Extract from the records below every line that contains the word "lawn", and copy each such line in full.

──────

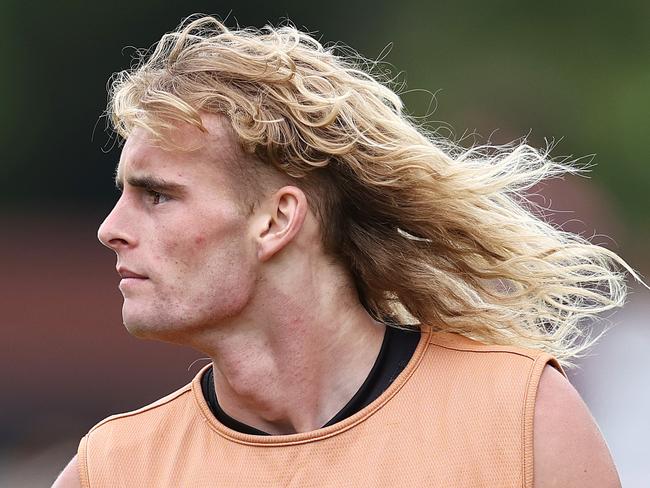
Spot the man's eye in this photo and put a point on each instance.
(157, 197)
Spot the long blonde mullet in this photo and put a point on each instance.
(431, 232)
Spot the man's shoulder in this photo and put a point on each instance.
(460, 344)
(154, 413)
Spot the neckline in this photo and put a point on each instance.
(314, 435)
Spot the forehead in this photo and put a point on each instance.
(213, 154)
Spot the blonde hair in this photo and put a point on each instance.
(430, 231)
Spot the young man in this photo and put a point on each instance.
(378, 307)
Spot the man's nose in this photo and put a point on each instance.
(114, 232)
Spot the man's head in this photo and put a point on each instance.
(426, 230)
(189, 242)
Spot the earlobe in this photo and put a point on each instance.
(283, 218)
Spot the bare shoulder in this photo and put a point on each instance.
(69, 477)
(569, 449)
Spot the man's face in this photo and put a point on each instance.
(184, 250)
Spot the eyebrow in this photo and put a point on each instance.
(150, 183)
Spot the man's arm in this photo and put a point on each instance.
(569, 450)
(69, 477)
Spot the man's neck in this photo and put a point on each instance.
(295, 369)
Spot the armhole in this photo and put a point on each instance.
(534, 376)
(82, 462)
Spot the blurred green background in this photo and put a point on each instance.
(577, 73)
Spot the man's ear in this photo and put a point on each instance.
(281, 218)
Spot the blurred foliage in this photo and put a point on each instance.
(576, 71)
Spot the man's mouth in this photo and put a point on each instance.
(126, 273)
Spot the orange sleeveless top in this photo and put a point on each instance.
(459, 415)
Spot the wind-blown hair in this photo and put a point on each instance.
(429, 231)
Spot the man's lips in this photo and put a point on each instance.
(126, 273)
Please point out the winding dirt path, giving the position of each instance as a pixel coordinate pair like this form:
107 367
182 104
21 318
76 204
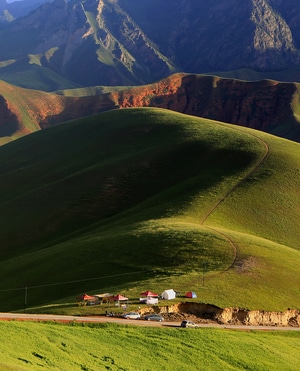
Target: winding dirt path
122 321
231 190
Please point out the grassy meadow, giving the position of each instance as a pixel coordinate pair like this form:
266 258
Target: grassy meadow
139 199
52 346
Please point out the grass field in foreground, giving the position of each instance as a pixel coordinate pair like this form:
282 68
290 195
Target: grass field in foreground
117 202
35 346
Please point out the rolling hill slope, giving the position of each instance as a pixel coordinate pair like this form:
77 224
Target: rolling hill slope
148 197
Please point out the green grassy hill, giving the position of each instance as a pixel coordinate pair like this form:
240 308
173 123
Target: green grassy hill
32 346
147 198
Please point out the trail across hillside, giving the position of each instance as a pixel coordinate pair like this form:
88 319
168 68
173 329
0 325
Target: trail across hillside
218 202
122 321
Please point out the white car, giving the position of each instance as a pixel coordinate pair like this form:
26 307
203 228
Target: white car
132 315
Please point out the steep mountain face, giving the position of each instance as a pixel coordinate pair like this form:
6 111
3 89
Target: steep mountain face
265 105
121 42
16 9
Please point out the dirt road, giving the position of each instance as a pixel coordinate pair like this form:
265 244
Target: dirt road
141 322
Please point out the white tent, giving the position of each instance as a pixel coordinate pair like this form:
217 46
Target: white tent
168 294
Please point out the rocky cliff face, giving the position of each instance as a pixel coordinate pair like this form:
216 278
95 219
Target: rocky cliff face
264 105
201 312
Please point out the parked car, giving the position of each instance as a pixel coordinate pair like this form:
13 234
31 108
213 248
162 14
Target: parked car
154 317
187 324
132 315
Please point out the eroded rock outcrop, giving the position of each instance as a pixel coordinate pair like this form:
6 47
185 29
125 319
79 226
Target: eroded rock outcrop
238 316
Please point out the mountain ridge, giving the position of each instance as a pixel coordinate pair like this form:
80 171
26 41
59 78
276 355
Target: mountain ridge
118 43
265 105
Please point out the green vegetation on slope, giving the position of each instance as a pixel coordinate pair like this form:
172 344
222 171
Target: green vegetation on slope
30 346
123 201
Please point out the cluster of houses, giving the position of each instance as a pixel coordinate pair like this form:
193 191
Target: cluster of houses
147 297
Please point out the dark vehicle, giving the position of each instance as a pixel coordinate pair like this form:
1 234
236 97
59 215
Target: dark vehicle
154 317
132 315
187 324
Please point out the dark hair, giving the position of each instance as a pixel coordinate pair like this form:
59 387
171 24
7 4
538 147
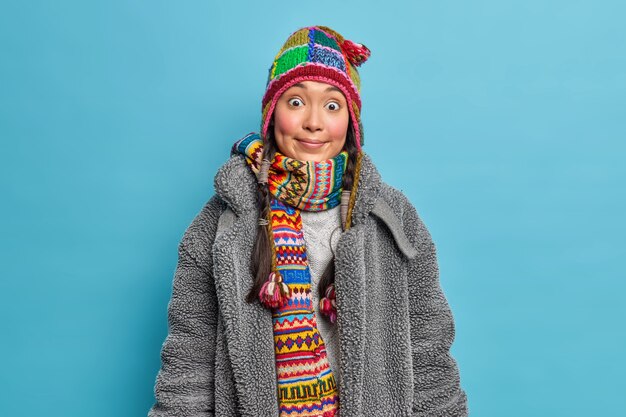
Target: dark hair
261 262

──────

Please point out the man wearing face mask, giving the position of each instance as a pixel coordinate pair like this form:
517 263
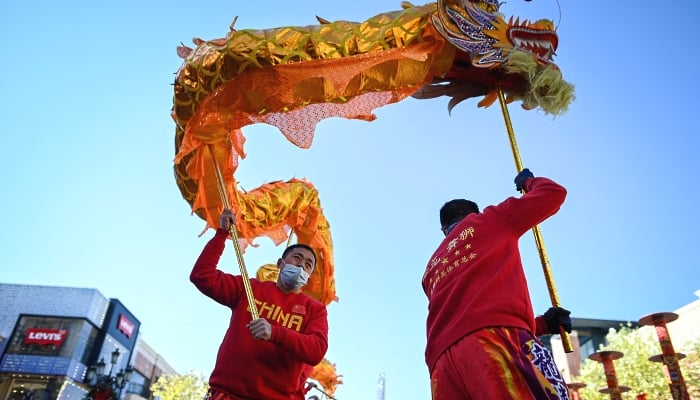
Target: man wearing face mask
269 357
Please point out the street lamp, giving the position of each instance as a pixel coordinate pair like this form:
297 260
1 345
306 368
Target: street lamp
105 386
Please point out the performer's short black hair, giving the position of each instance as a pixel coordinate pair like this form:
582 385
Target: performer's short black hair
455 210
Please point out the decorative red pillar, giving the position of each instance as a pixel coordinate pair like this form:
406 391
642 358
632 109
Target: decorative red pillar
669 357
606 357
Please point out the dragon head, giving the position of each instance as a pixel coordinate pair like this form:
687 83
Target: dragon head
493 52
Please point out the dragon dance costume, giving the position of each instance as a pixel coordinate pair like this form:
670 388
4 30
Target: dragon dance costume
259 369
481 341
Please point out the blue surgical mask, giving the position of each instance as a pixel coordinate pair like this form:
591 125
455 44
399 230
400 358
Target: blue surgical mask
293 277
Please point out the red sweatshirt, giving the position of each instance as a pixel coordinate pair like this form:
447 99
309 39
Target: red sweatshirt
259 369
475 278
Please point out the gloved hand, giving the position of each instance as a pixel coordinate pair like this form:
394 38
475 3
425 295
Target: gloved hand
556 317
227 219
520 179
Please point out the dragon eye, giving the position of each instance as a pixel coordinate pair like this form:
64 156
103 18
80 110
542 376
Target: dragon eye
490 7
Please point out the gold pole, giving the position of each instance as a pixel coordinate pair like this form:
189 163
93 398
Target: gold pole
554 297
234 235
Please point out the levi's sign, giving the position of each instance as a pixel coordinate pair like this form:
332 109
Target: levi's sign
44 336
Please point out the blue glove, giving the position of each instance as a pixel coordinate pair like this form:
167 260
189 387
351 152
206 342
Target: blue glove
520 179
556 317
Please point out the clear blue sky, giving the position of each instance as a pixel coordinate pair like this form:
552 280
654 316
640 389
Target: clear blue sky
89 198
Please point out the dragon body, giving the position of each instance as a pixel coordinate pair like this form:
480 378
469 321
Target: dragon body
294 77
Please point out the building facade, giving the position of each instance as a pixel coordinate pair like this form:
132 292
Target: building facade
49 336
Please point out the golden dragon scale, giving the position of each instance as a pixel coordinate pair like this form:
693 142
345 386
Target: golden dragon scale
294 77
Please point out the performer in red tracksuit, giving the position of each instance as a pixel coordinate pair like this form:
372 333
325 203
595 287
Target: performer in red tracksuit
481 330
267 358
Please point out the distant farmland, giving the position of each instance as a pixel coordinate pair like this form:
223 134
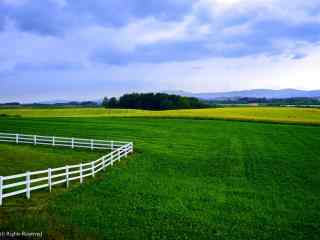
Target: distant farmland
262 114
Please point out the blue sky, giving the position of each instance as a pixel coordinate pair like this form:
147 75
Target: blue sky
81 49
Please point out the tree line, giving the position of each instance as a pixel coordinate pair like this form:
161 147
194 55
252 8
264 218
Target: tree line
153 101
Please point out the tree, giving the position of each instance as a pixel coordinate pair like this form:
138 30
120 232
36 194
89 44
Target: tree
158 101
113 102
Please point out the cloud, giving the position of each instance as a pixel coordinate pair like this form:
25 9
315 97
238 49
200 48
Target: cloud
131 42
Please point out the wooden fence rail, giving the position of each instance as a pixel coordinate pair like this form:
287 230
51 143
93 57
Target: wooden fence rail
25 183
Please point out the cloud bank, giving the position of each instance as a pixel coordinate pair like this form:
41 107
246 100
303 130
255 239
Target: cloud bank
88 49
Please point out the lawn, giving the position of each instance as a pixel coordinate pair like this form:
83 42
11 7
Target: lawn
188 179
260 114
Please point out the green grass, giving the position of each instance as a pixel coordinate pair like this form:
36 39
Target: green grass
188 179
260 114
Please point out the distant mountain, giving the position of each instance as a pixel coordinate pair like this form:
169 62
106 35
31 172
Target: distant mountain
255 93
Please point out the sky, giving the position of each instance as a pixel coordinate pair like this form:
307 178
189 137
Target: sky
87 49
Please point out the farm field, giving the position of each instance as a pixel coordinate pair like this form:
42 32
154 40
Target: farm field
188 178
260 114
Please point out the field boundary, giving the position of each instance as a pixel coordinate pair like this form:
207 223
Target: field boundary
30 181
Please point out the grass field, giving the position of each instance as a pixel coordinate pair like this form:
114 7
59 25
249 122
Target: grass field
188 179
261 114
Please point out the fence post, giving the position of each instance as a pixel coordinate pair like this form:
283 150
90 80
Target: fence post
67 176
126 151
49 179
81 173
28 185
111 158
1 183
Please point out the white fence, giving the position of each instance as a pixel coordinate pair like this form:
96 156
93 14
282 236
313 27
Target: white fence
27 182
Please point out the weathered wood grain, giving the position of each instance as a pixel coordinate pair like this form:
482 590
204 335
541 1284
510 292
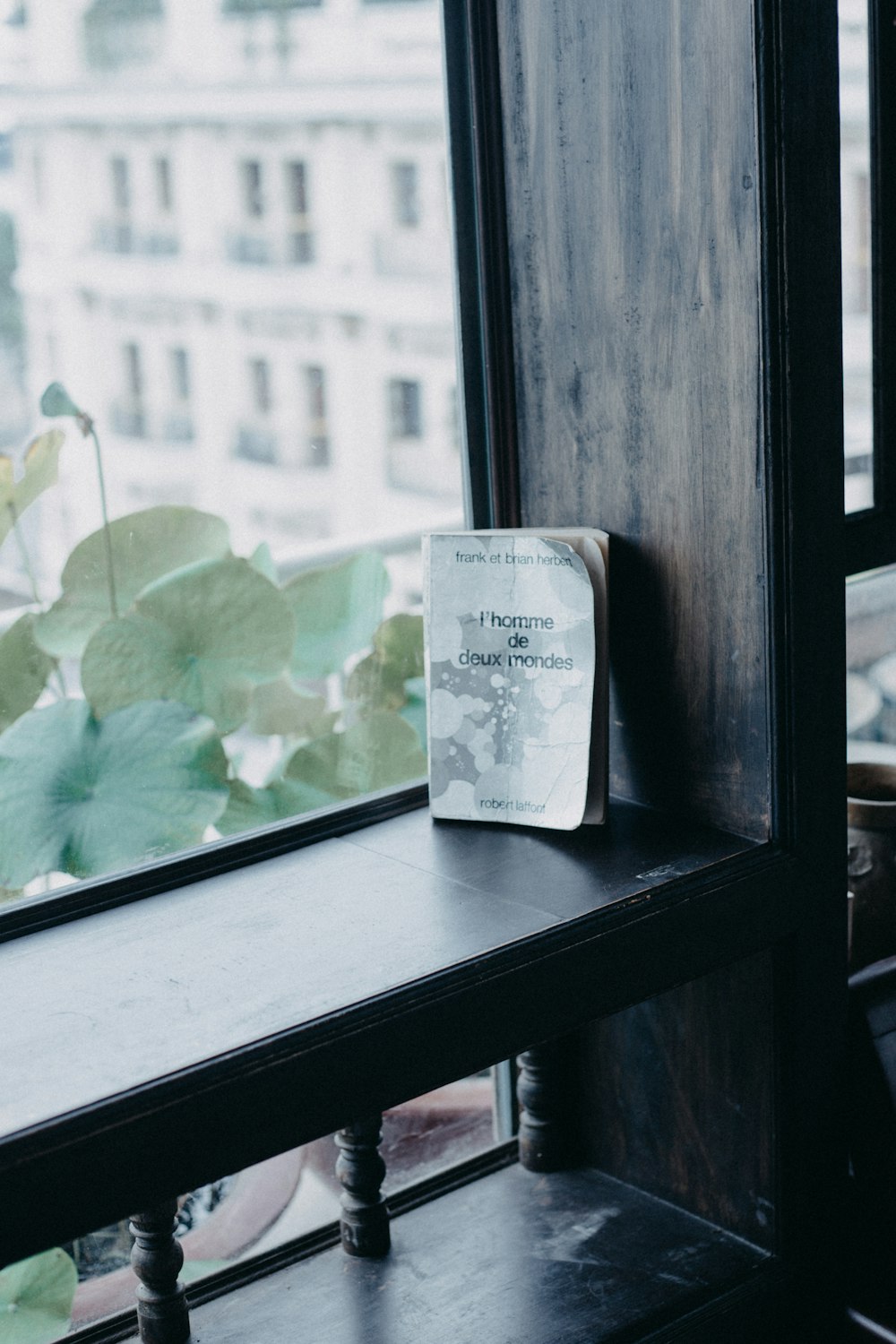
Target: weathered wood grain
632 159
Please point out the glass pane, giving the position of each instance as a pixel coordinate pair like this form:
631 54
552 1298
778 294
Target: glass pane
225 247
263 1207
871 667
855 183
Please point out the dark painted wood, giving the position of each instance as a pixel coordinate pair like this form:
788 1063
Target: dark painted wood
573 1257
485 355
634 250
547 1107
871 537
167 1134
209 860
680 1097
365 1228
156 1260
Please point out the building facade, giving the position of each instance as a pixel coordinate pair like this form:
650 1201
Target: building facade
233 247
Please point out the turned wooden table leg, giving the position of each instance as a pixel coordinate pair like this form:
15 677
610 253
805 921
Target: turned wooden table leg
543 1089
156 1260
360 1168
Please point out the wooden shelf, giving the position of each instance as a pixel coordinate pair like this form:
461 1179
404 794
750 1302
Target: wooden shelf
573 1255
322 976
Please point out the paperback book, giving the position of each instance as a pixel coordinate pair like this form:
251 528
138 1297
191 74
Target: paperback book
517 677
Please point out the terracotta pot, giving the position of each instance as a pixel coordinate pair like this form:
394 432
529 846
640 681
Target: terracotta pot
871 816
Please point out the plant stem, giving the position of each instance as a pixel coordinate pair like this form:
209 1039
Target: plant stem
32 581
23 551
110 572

──────

Solution to this problem:
Please point out the lawn, giving the position of each instance as a pixel coordinate pair like this form:
Target: lawn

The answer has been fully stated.